Material for this exercise -
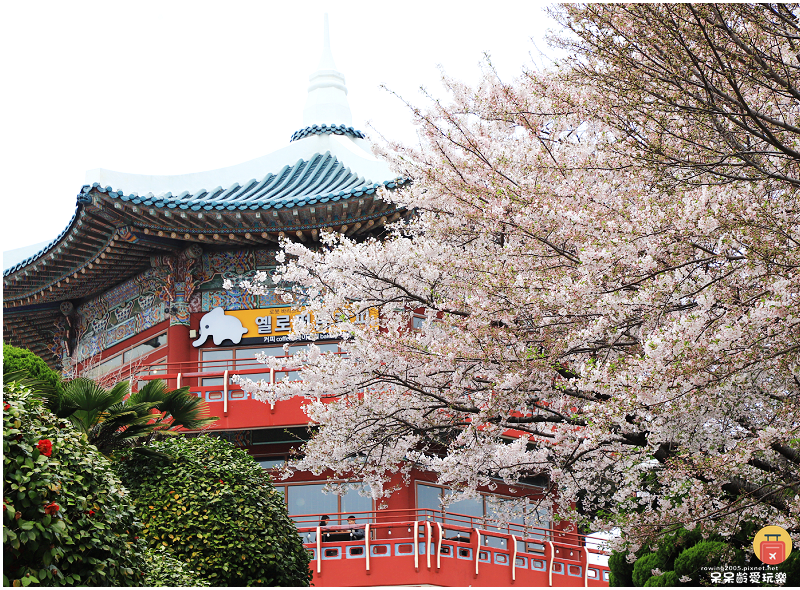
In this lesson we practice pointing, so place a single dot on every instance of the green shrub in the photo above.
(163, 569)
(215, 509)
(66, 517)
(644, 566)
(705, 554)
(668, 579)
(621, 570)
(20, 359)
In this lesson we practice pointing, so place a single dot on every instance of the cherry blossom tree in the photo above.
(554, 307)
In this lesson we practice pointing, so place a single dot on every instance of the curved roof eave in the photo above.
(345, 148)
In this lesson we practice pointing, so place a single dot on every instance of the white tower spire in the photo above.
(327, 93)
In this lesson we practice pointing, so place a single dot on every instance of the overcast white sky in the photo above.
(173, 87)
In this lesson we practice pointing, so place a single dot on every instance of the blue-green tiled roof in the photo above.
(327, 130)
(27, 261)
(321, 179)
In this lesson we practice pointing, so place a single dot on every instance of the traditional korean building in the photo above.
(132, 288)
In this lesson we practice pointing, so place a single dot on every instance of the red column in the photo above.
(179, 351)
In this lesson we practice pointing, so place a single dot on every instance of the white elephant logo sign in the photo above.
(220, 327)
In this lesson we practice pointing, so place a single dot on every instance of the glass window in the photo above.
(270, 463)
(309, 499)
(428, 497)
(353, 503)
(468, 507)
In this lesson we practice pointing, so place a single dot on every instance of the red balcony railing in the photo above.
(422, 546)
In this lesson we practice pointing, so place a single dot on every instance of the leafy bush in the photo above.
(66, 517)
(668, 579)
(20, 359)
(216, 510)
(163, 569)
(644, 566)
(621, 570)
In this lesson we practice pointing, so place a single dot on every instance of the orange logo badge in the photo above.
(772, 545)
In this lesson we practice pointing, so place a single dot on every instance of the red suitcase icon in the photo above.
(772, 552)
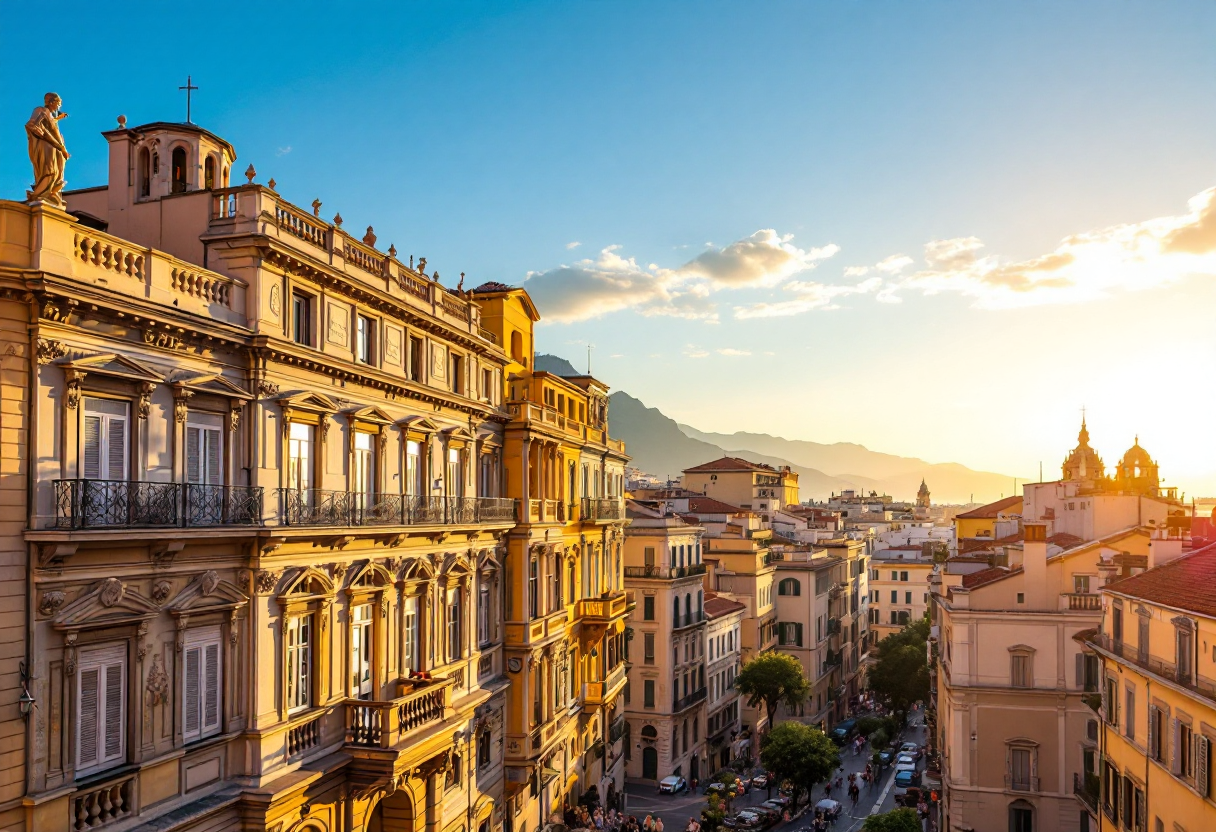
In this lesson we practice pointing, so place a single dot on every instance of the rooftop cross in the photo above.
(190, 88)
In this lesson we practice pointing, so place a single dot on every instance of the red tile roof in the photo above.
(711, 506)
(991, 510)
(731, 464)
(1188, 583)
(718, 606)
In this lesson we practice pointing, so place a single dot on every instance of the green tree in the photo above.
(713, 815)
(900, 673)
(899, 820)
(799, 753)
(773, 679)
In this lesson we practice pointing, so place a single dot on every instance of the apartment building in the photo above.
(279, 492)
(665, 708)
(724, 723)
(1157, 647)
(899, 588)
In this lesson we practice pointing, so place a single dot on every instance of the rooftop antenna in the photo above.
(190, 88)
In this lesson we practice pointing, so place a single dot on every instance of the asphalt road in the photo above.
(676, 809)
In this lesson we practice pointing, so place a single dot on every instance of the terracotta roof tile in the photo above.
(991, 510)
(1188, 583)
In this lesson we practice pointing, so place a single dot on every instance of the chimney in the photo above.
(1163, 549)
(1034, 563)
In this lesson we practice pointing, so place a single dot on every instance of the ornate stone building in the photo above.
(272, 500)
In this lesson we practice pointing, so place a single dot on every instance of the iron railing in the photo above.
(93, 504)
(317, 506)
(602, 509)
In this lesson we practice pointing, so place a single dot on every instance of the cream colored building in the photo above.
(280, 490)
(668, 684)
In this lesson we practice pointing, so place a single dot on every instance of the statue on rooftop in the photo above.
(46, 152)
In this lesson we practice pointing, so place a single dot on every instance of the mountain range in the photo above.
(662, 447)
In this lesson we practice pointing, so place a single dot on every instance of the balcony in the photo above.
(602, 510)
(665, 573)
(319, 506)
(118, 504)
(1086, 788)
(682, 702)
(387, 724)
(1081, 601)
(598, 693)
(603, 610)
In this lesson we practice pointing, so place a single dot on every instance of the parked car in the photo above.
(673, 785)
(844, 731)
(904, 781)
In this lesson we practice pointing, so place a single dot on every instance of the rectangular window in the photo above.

Task item - Nothing but the lines from the line containing "range in the photo above." through the final line of the entries should appear in your answer, copied exactly.

Result of the task -
In this lesson we practice pointing, so place a single dot on every instance of the mountain range in the photo above.
(662, 447)
In this lesson we practice pointing, so place a single dot on every instance of the balcony in the photo above.
(602, 510)
(665, 573)
(319, 506)
(118, 504)
(1086, 788)
(682, 702)
(387, 724)
(1081, 601)
(598, 693)
(603, 610)
In this lesson we practice pointing, so place a single dot on every instance of the parked car in the photo above.
(673, 785)
(844, 731)
(904, 781)
In this lesson we practice pointing, so place a single dot on every instance of the rectangular window in the photo above.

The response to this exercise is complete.